The sequence `CSI < 0 ; 11 ; 6 M` indicates mouse button 0 pressed at column 11, row 6 (VT coordinates are 1-based).

## Integration with the Windows Host

In production, the Windows Console Host (conhost) bridges the operating system and `TerminalInput`. The host reads raw events via `ReadConsoleInputW`, wraps them into `INPUT_RECORD` structures, and forwards them to a `TerminalInput` instance defined in [`src/host/input.cpp`](https://github.com/microsoft/terminal/blob/main/src/host/input.cpp) and [`src/host/inputReadHandleData.cpp`](https://github.com/microsoft/terminal/blob/main/src/host/inputReadHandleData.cpp). The resulting VT sequences are then fed into the console's input buffer for the child process, making Windows Terminal indistinguishable from native Unix terminals to applications like vim, tmux, and Emacs.

## Summary

- **TerminalInput** serves as the central translator between Windows native input events and VT escape sequences.
- The class supports both **legacy VT encoding** and modern protocols including the **Kitty Keyboard Protocol** and **SGR mouse encoding**.

◆ **Dataset section**
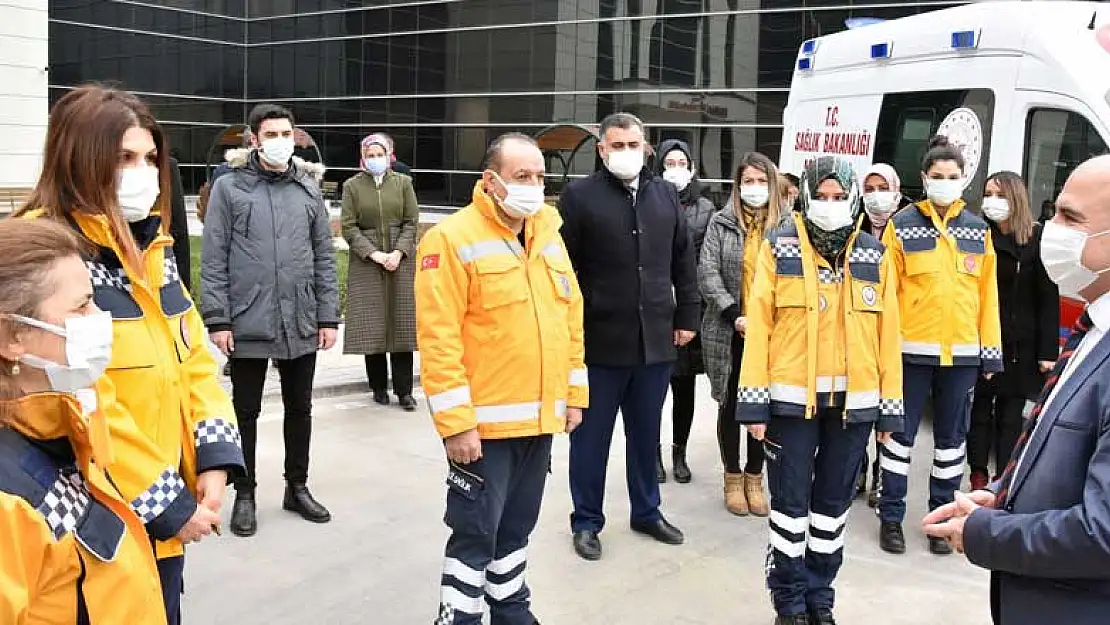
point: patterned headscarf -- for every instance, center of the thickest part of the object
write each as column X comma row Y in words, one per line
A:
column 828, row 244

◆ **Required work**
A: In the Windows Terminal input text, which function does the console host call to read raw events?
B: Repeat the part of the Windows Terminal input text that opens with the words "## Integration with" and closes with "tmux, and Emacs.".

◆ **Per-task answers**
A: `ReadConsoleInputW`

B:
## Integration with the Windows Host

In production, the Windows Console Host (conhost) bridges the operating system and `TerminalInput`. The host reads raw events via `ReadConsoleInputW`, wraps them into `INPUT_RECORD` structures, and forwards them to a `TerminalInput` instance defined in [`src/host/input.cpp`](https://github.com/microsoft/terminal/blob/main/src/host/input.cpp) and [`src/host/inputReadHandleData.cpp`](https://github.com/microsoft/terminal/blob/main/src/host/inputReadHandleData.cpp). The resulting VT sequences are then fed into the console's input buffer for the child process, making Windows Terminal indistinguishable from native Unix terminals to applications like vim, tmux, and Emacs.